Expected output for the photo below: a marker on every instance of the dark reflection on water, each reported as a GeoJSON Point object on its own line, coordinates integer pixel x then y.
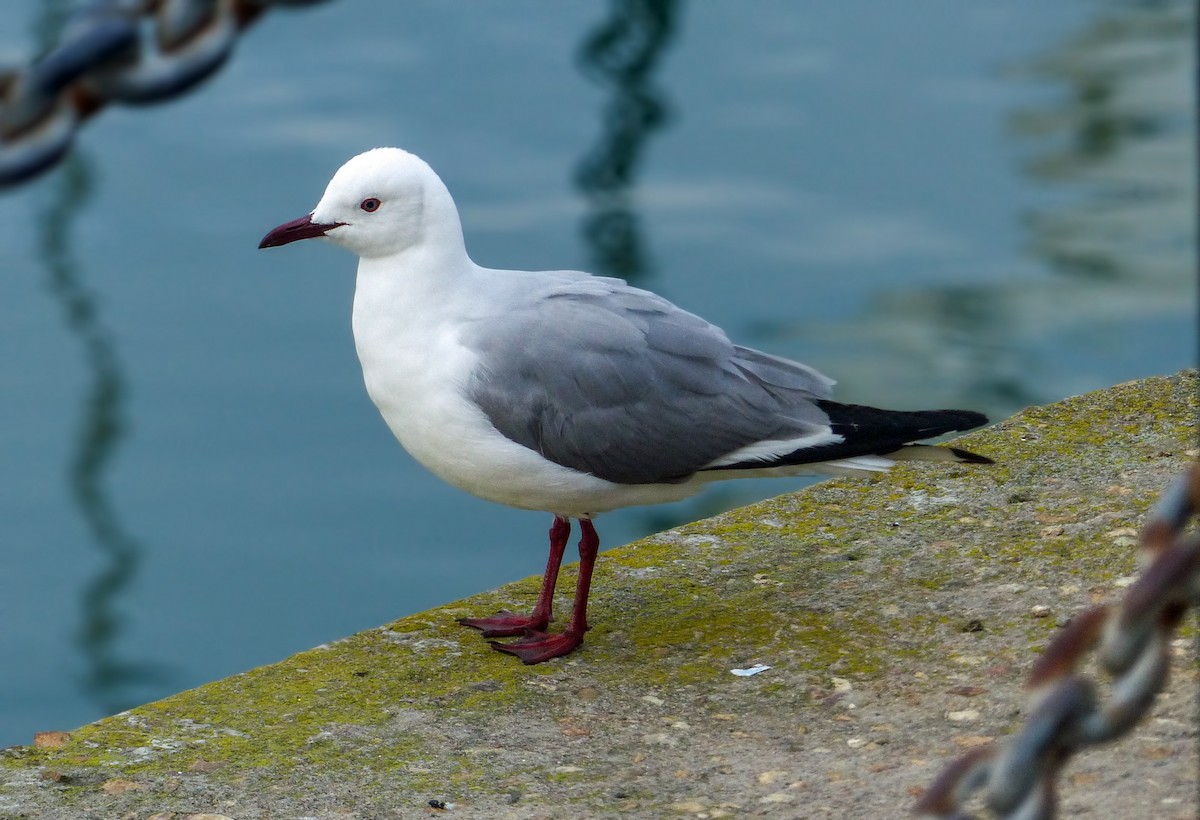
{"type": "Point", "coordinates": [622, 54]}
{"type": "Point", "coordinates": [111, 682]}
{"type": "Point", "coordinates": [1122, 132]}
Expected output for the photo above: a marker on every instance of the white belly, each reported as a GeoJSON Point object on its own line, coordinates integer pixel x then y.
{"type": "Point", "coordinates": [417, 375]}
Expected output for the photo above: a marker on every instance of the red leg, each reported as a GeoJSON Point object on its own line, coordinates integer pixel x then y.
{"type": "Point", "coordinates": [538, 646]}
{"type": "Point", "coordinates": [505, 623]}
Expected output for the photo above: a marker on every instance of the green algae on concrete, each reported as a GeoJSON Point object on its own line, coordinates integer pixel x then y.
{"type": "Point", "coordinates": [882, 606]}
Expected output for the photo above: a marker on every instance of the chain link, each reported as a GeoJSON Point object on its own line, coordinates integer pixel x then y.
{"type": "Point", "coordinates": [131, 52]}
{"type": "Point", "coordinates": [1066, 710]}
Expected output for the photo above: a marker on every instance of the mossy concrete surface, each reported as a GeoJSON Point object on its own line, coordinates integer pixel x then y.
{"type": "Point", "coordinates": [898, 617]}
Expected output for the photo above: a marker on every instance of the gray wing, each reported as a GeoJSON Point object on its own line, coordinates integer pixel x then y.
{"type": "Point", "coordinates": [613, 381]}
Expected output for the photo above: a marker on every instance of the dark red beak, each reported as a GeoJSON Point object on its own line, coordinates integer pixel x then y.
{"type": "Point", "coordinates": [301, 228]}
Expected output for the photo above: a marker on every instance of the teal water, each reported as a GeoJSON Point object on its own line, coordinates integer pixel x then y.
{"type": "Point", "coordinates": [939, 203]}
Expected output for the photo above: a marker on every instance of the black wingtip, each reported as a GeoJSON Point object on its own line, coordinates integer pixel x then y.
{"type": "Point", "coordinates": [970, 458]}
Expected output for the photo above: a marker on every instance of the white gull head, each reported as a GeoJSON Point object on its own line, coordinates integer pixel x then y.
{"type": "Point", "coordinates": [381, 204]}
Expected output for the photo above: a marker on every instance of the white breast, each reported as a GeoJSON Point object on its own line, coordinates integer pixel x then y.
{"type": "Point", "coordinates": [417, 370]}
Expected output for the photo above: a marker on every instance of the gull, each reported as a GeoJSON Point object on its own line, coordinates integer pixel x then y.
{"type": "Point", "coordinates": [569, 393]}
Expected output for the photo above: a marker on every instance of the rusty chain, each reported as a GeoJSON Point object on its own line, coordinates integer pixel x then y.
{"type": "Point", "coordinates": [1066, 712]}
{"type": "Point", "coordinates": [132, 52]}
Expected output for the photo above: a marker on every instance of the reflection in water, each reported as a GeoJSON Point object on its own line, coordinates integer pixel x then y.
{"type": "Point", "coordinates": [622, 54]}
{"type": "Point", "coordinates": [1123, 133]}
{"type": "Point", "coordinates": [108, 680]}
{"type": "Point", "coordinates": [1114, 249]}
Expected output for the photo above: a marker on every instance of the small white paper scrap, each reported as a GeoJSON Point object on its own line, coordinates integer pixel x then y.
{"type": "Point", "coordinates": [751, 670]}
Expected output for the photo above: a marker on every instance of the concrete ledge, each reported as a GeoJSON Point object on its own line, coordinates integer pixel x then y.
{"type": "Point", "coordinates": [898, 617]}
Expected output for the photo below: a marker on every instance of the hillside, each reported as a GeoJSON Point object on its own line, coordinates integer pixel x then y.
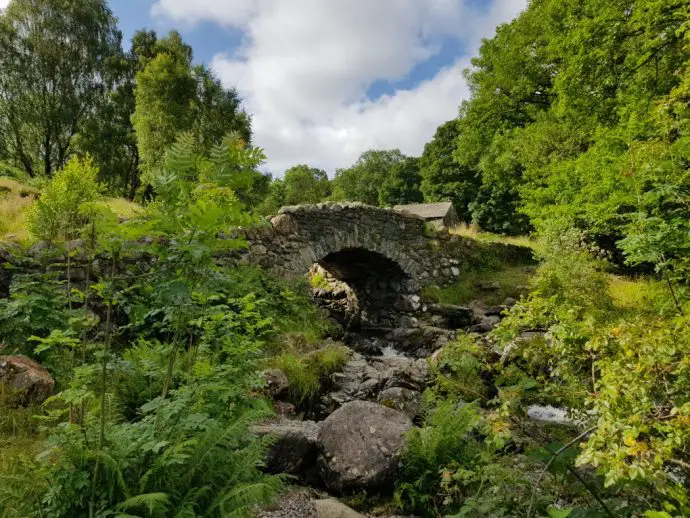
{"type": "Point", "coordinates": [183, 333]}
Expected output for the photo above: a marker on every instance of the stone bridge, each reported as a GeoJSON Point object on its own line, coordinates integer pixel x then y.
{"type": "Point", "coordinates": [384, 256]}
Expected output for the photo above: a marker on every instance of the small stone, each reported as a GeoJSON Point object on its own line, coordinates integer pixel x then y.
{"type": "Point", "coordinates": [403, 400]}
{"type": "Point", "coordinates": [277, 383]}
{"type": "Point", "coordinates": [23, 382]}
{"type": "Point", "coordinates": [285, 223]}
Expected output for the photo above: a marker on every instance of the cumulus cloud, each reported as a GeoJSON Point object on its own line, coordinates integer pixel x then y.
{"type": "Point", "coordinates": [305, 68]}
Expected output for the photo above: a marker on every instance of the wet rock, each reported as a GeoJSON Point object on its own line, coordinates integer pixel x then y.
{"type": "Point", "coordinates": [332, 508]}
{"type": "Point", "coordinates": [294, 450]}
{"type": "Point", "coordinates": [359, 446]}
{"type": "Point", "coordinates": [551, 415]}
{"type": "Point", "coordinates": [454, 316]}
{"type": "Point", "coordinates": [419, 341]}
{"type": "Point", "coordinates": [364, 379]}
{"type": "Point", "coordinates": [277, 383]}
{"type": "Point", "coordinates": [407, 401]}
{"type": "Point", "coordinates": [490, 286]}
{"type": "Point", "coordinates": [23, 382]}
{"type": "Point", "coordinates": [486, 324]}
{"type": "Point", "coordinates": [291, 504]}
{"type": "Point", "coordinates": [284, 409]}
{"type": "Point", "coordinates": [496, 311]}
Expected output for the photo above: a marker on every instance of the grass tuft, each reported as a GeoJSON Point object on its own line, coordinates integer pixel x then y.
{"type": "Point", "coordinates": [474, 232]}
{"type": "Point", "coordinates": [491, 287]}
{"type": "Point", "coordinates": [304, 372]}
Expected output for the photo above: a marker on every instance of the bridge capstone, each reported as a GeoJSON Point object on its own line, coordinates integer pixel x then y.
{"type": "Point", "coordinates": [303, 235]}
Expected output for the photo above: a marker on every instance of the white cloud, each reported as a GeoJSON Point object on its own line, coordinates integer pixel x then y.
{"type": "Point", "coordinates": [306, 65]}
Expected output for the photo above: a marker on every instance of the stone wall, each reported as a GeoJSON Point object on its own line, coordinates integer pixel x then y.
{"type": "Point", "coordinates": [303, 235]}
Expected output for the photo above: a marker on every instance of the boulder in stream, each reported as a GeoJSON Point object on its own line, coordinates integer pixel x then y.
{"type": "Point", "coordinates": [294, 450]}
{"type": "Point", "coordinates": [359, 446]}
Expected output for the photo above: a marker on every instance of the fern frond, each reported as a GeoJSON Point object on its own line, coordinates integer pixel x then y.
{"type": "Point", "coordinates": [241, 500]}
{"type": "Point", "coordinates": [153, 502]}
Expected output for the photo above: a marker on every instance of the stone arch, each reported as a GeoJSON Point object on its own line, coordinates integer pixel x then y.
{"type": "Point", "coordinates": [301, 236]}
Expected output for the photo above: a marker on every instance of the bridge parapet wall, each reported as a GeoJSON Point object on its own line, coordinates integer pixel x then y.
{"type": "Point", "coordinates": [302, 235]}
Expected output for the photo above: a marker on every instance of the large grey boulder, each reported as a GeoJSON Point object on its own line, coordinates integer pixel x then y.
{"type": "Point", "coordinates": [364, 379]}
{"type": "Point", "coordinates": [23, 382]}
{"type": "Point", "coordinates": [294, 448]}
{"type": "Point", "coordinates": [407, 401]}
{"type": "Point", "coordinates": [359, 446]}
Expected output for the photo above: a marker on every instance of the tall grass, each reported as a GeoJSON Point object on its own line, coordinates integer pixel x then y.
{"type": "Point", "coordinates": [474, 232]}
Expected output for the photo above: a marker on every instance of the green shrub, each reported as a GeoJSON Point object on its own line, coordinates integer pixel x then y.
{"type": "Point", "coordinates": [305, 372]}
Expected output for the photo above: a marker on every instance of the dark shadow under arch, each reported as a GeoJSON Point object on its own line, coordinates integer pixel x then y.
{"type": "Point", "coordinates": [378, 286]}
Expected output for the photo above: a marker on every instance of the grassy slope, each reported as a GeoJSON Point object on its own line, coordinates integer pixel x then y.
{"type": "Point", "coordinates": [17, 197]}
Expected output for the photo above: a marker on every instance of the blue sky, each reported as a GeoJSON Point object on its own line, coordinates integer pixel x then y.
{"type": "Point", "coordinates": [325, 80]}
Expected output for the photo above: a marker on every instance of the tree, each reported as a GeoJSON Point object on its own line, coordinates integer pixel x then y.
{"type": "Point", "coordinates": [304, 184]}
{"type": "Point", "coordinates": [54, 56]}
{"type": "Point", "coordinates": [444, 179]}
{"type": "Point", "coordinates": [402, 185]}
{"type": "Point", "coordinates": [108, 136]}
{"type": "Point", "coordinates": [173, 96]}
{"type": "Point", "coordinates": [362, 181]}
{"type": "Point", "coordinates": [165, 91]}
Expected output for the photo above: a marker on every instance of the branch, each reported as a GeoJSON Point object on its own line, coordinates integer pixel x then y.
{"type": "Point", "coordinates": [548, 465]}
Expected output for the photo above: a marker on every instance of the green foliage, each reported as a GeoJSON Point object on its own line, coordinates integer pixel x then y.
{"type": "Point", "coordinates": [363, 181]}
{"type": "Point", "coordinates": [490, 285]}
{"type": "Point", "coordinates": [60, 211]}
{"type": "Point", "coordinates": [402, 185]}
{"type": "Point", "coordinates": [163, 427]}
{"type": "Point", "coordinates": [305, 372]}
{"type": "Point", "coordinates": [304, 184]}
{"type": "Point", "coordinates": [613, 357]}
{"type": "Point", "coordinates": [54, 57]}
{"type": "Point", "coordinates": [173, 97]}
{"type": "Point", "coordinates": [442, 177]}
{"type": "Point", "coordinates": [594, 138]}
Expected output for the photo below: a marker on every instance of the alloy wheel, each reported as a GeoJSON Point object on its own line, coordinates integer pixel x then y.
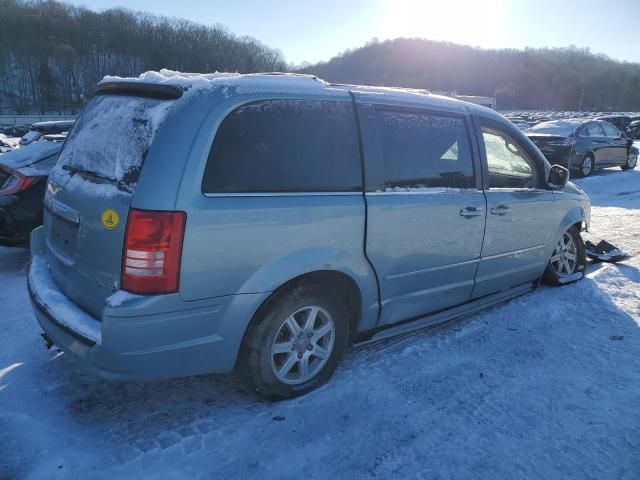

## EXERCISE REQUIREMENTS
State how many lines of the records contain the word "green", and give only that number.

## TASK SOLUTION
3